◆ Passage shown:

-- START --

Late in 1861 the promoters of the Lostwithiel and Fowey Railway proposed to also construct a line from the Cornwall Railway west of St Austell to St Dennis, where it would connect with the horse-drawn Newquay Railway. While the plans were being laid for this new line, which would provide a route for the china clay produced in the district to reach the harbours on the coast, the Cornwall Railway opened a station at Burngullow to tap into this traffic.
An Act of Parliament for the Newquay and Cornwall Junction Railway was obtained on 14 July 1864 but construction proved more difficult than expected due to the hardness of the ground, and funds were not forthcoming to enable the whole line to be built. The 3.5 miles from Burngullow to Nanpean was opened to goods traffic on 1 July 1869, it being built to the same broad gauge as the Cornwall Railway. The offices for the company were at Par and shared with the Lostwithiel and Fowey Railway.
In 1872 it was agreed to lease the line to the newly formed Cornwall Minerals Railway which would complete the connection to the Newquay Railway. It would also convert both this and the Par Tramway for steam engines, and connect these together and with quays at Fowey. The lease took effect from 1 June 1874 but the company never received everything that it had been promised and took legal action against the Cornwall Minerals Railway. The Newquay and Cornwall Junction Railway directors stopped meeting in 1885.
The Great Western Railway took over the operation of the Cornwall Minerals Railway from 1 October 1877 and was amalgamated with this company on 1 July 1896. In the meantime, the line had been converted to standard gauge along with all the other lines west of Exeter over the weekend of 21 May 1892, finally enabling through trains from Burngullow to St Dennis railway station.
The railway has only ever carried goods traffic. The line no longer extends to St Dennis, but the original line still carries china clay trains on their way to Fowey.

-- END --

◆ What this exercise asks:
A) According to the railway history passage, on what date was the section from Burngullow to Nanpean opened to goods traffic?
B) Repeat the railway history passage word for word, beginning at the words "Late in 1861" and stopping after "into this traffic.".
Rely solely on the text above when responding.

◆ Excerpts of labeled region data:

-- START --

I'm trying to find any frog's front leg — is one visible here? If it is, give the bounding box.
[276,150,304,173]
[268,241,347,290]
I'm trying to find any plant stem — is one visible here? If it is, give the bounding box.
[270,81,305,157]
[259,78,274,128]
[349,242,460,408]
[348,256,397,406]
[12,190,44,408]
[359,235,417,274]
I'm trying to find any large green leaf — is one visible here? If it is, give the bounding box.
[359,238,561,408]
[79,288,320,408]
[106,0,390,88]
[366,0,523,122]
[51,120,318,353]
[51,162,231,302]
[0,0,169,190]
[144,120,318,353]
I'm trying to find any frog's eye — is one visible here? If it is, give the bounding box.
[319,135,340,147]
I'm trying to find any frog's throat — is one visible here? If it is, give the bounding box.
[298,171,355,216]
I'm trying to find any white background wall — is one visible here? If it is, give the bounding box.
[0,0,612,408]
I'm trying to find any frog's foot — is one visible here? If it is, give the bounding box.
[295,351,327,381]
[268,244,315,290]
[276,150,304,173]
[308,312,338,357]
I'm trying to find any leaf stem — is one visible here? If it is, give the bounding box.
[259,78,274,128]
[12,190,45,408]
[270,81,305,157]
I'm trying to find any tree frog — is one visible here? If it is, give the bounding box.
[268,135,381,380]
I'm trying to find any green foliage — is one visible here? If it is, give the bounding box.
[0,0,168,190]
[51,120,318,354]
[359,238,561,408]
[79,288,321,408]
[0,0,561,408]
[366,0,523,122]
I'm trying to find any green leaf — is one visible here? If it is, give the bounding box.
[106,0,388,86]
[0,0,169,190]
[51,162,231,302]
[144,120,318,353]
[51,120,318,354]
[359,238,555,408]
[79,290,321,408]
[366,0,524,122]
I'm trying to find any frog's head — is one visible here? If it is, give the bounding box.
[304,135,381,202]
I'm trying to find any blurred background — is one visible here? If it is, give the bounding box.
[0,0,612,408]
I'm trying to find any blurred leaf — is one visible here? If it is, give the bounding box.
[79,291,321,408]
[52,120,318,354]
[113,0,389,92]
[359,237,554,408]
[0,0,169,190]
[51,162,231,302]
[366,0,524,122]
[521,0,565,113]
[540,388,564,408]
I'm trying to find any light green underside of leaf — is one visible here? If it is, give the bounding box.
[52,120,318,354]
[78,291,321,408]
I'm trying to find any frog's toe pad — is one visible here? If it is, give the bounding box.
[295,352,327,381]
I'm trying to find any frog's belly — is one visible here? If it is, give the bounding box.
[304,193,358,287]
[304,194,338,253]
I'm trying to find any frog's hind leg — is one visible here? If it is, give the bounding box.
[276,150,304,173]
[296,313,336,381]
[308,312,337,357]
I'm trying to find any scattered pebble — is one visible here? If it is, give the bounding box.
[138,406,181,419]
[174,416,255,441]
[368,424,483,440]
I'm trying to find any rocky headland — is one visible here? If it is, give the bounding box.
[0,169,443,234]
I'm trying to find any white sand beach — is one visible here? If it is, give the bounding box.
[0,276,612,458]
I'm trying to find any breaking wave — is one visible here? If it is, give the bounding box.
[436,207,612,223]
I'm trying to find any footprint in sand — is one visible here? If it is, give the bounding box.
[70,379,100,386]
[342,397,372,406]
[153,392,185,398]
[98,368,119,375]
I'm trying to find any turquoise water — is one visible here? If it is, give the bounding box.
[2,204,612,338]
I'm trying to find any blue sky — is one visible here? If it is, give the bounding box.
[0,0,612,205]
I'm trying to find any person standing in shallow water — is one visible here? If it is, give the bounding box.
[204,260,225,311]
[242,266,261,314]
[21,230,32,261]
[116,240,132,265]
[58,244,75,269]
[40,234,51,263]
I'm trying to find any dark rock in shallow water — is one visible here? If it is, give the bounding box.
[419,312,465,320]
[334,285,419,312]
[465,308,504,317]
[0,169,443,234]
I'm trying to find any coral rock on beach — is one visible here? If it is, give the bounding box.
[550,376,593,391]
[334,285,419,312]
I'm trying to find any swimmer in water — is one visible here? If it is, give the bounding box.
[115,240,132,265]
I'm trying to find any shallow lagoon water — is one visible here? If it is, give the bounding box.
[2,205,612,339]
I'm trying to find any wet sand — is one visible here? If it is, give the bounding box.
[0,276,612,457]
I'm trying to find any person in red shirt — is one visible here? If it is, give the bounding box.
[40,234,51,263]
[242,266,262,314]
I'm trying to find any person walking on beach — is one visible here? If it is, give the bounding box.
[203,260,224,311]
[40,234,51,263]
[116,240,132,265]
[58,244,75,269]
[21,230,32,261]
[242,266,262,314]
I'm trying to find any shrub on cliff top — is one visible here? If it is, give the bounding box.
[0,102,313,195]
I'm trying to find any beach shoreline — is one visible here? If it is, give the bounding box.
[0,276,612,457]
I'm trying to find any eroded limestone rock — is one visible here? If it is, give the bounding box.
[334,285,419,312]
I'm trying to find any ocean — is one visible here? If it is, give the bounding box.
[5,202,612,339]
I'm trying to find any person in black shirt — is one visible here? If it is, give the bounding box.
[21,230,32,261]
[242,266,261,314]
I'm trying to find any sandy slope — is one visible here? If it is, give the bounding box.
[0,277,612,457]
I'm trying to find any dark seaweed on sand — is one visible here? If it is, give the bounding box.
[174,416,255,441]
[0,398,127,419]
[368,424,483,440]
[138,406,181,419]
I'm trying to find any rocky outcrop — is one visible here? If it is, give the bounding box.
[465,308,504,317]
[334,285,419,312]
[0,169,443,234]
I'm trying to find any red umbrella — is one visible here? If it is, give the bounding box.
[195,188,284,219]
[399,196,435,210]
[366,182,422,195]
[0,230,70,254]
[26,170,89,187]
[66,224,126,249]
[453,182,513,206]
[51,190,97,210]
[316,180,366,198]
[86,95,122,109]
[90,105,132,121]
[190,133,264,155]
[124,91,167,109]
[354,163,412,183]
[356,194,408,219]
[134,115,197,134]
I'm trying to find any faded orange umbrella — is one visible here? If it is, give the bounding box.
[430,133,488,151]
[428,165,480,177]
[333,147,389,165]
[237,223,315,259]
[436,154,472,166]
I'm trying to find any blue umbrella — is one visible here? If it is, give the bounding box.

-- END --

◆ Outputs for the tasks:
A) It opened to goods traffic on 1 July 1869.

B)
Late in 1861 the promoters of the Lostwithiel and Fowey Railway proposed to also construct a line from the Cornwall Railway west of St Austell to St Dennis, where it would connect with the horse-drawn Newquay Railway. While the plans were being laid for this new line, which would provide a route for the china clay produced in the district to reach the harbours on the coast, the Cornwall Railway opened a station at Burngullow to tap into this traffic.